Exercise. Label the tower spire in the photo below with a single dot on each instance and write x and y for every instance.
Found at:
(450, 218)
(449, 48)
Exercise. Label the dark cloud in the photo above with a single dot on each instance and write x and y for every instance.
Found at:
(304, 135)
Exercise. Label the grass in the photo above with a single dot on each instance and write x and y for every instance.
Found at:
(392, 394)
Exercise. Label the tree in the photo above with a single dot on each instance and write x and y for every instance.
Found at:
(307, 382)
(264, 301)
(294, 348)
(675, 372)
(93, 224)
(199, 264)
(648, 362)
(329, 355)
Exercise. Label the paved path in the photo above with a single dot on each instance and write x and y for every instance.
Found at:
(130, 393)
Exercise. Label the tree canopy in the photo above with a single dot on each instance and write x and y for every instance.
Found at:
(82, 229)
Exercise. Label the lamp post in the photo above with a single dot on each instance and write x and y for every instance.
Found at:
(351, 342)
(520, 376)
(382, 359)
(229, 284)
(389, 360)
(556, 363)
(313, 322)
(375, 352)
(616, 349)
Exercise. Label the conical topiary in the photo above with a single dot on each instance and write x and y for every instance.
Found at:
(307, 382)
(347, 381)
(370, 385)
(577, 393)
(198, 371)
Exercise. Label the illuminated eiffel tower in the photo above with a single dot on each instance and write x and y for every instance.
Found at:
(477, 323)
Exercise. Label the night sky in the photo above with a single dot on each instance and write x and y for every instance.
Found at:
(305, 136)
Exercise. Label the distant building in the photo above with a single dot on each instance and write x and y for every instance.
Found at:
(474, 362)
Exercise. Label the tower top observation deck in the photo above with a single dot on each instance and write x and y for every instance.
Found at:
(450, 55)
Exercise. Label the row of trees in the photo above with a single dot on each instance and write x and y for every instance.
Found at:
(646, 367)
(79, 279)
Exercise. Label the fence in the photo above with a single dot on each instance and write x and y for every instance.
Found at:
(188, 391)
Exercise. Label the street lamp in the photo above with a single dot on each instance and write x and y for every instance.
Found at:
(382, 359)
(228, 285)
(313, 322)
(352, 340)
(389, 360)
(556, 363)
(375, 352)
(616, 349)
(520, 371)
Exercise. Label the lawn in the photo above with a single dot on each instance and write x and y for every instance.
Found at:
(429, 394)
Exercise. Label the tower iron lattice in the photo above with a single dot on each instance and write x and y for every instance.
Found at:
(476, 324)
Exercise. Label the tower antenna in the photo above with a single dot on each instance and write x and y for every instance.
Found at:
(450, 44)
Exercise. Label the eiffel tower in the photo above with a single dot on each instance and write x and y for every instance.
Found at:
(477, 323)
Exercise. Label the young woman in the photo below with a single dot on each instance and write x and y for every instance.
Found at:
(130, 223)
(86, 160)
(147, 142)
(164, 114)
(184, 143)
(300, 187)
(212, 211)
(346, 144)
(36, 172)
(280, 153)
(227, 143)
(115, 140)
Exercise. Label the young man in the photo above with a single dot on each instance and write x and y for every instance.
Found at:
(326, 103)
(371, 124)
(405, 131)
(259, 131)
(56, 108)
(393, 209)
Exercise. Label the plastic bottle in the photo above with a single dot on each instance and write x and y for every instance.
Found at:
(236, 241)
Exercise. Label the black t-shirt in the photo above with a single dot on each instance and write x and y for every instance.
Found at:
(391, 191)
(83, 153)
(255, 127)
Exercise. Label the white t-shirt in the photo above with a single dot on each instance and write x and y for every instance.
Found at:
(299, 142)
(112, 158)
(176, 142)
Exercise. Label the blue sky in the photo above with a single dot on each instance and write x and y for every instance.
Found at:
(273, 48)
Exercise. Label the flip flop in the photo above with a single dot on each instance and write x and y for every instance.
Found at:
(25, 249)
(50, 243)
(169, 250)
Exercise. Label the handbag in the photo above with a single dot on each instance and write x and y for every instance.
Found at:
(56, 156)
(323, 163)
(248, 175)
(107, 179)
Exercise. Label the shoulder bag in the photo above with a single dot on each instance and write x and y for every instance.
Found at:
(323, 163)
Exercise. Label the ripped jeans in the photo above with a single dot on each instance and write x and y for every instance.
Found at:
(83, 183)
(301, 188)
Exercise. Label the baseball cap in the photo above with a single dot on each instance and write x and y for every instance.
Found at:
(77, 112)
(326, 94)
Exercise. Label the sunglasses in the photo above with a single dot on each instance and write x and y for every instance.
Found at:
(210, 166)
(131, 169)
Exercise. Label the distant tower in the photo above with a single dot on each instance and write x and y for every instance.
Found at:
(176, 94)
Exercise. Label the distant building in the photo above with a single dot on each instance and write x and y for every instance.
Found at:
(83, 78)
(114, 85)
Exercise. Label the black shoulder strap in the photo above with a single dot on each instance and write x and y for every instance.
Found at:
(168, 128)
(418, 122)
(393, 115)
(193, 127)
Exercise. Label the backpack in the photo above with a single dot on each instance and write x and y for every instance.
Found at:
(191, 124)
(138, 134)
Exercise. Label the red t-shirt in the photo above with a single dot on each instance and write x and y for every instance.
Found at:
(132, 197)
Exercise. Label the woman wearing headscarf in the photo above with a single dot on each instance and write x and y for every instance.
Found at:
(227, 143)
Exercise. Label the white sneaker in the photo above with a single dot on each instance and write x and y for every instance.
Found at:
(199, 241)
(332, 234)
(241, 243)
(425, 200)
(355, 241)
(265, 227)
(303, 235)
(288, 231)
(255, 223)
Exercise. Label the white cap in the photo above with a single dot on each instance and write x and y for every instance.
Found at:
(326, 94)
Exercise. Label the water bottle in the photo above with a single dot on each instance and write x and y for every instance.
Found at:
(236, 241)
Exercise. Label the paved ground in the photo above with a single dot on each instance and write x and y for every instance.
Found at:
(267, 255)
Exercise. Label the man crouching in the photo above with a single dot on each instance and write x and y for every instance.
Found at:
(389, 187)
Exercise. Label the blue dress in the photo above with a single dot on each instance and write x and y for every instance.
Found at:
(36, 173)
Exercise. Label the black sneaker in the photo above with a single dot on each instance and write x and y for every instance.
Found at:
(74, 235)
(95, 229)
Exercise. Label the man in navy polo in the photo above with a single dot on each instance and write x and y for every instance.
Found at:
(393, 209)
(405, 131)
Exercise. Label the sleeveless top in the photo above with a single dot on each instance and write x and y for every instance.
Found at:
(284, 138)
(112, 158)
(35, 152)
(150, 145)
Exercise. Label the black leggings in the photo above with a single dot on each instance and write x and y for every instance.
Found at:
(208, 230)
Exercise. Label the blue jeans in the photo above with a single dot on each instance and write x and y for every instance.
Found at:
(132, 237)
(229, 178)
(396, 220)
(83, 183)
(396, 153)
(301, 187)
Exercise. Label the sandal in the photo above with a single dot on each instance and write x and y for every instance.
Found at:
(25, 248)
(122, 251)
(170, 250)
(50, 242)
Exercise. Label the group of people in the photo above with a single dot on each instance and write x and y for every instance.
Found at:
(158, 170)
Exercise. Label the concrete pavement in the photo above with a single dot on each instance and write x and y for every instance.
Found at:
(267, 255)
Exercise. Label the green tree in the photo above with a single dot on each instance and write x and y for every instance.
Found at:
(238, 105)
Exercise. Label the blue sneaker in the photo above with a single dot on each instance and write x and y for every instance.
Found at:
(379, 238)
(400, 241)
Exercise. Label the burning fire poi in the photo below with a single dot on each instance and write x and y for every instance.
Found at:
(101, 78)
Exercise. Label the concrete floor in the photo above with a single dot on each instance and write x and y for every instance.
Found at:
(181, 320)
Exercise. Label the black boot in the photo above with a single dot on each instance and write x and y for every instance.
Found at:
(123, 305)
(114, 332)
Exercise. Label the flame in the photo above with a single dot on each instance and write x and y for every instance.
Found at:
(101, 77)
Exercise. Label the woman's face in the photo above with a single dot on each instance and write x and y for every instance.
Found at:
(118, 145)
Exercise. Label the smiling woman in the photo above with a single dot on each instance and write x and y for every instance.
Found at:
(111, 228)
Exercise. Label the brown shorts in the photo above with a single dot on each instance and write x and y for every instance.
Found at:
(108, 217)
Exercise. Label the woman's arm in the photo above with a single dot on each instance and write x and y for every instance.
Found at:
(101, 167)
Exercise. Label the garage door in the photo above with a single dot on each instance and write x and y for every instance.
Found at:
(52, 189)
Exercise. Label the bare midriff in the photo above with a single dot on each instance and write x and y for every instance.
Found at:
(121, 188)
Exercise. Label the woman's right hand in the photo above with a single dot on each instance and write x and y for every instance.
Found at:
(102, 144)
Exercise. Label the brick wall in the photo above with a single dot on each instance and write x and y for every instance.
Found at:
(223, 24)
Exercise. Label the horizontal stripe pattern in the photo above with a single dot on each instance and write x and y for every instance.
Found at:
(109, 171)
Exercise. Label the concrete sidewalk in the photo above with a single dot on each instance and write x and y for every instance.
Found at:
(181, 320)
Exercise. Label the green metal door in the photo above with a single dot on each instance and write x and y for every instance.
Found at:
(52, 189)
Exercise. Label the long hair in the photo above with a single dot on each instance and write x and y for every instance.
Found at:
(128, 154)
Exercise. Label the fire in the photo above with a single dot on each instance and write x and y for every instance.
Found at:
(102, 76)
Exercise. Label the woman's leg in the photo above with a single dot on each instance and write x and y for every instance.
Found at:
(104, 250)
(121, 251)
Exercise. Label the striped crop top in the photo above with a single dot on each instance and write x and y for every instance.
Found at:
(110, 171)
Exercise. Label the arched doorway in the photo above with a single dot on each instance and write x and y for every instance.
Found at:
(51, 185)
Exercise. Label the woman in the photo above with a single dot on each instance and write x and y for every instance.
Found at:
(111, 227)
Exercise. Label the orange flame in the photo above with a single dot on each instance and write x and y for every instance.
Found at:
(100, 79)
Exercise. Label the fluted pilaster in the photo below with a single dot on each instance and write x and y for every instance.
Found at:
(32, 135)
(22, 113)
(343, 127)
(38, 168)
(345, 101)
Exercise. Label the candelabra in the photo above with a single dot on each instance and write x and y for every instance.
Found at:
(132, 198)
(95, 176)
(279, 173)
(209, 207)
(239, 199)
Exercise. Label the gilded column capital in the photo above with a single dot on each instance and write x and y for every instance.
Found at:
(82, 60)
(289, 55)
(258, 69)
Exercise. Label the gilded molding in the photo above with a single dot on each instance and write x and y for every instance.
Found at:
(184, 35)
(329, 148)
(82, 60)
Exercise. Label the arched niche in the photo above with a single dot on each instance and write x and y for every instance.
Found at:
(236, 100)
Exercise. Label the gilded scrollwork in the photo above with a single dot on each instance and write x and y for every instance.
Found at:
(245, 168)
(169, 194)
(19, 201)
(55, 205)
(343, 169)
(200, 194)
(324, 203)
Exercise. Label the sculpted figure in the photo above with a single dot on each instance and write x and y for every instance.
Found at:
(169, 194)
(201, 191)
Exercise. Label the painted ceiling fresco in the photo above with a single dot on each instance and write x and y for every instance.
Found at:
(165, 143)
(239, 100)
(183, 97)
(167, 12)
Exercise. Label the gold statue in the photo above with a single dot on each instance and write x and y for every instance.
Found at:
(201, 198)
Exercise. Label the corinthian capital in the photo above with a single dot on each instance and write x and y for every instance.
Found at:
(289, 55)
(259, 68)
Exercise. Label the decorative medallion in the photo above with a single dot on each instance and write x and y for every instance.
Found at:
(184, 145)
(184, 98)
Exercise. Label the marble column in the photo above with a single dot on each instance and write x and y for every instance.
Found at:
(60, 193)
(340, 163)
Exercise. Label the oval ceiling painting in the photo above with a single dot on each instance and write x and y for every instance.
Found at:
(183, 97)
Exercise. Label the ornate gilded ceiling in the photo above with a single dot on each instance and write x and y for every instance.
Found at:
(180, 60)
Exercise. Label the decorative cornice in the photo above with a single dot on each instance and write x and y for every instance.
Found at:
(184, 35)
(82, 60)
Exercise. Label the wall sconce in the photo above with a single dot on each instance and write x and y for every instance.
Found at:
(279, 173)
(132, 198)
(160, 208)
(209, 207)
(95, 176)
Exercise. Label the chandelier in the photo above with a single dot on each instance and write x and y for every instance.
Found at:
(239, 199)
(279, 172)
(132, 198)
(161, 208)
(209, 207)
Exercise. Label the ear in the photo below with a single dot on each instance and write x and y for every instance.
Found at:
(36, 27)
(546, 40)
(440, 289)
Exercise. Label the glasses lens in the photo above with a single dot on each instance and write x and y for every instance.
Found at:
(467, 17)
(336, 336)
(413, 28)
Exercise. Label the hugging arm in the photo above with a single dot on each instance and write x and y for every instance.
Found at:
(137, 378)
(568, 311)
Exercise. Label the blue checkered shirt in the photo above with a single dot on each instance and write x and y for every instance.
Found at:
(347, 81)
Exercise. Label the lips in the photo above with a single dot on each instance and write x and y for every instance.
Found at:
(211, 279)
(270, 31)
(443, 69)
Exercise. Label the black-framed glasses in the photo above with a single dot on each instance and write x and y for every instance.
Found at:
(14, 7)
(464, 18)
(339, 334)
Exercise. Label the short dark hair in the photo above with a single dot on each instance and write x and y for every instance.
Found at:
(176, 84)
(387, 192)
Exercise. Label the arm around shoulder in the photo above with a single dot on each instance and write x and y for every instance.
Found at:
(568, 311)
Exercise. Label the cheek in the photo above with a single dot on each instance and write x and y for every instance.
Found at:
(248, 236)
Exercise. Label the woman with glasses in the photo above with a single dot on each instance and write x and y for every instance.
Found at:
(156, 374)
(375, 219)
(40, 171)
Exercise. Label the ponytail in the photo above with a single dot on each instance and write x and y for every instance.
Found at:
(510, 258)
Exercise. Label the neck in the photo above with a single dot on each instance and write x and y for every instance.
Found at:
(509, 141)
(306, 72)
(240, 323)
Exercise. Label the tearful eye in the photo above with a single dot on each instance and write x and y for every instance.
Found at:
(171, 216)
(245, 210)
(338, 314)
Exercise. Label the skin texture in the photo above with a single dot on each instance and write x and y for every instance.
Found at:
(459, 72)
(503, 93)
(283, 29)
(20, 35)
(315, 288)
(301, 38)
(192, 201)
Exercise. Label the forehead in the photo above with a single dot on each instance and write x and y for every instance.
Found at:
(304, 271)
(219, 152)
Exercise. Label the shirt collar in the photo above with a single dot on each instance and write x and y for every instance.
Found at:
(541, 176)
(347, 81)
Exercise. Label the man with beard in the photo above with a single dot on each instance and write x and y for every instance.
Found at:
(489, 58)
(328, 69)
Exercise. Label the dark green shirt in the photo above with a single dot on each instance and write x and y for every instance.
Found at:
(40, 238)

▶ **Description of the task**
Out of the records above, pick each line that contains the string "decorative".

▶ **Written response**
Exercise. Label the decorative medallion in the photo above with a single dot on each instance and write x and y for every instance.
Exercise. Label the decorative cornice in the photo above with a single dot on each instance and write x and y for every instance.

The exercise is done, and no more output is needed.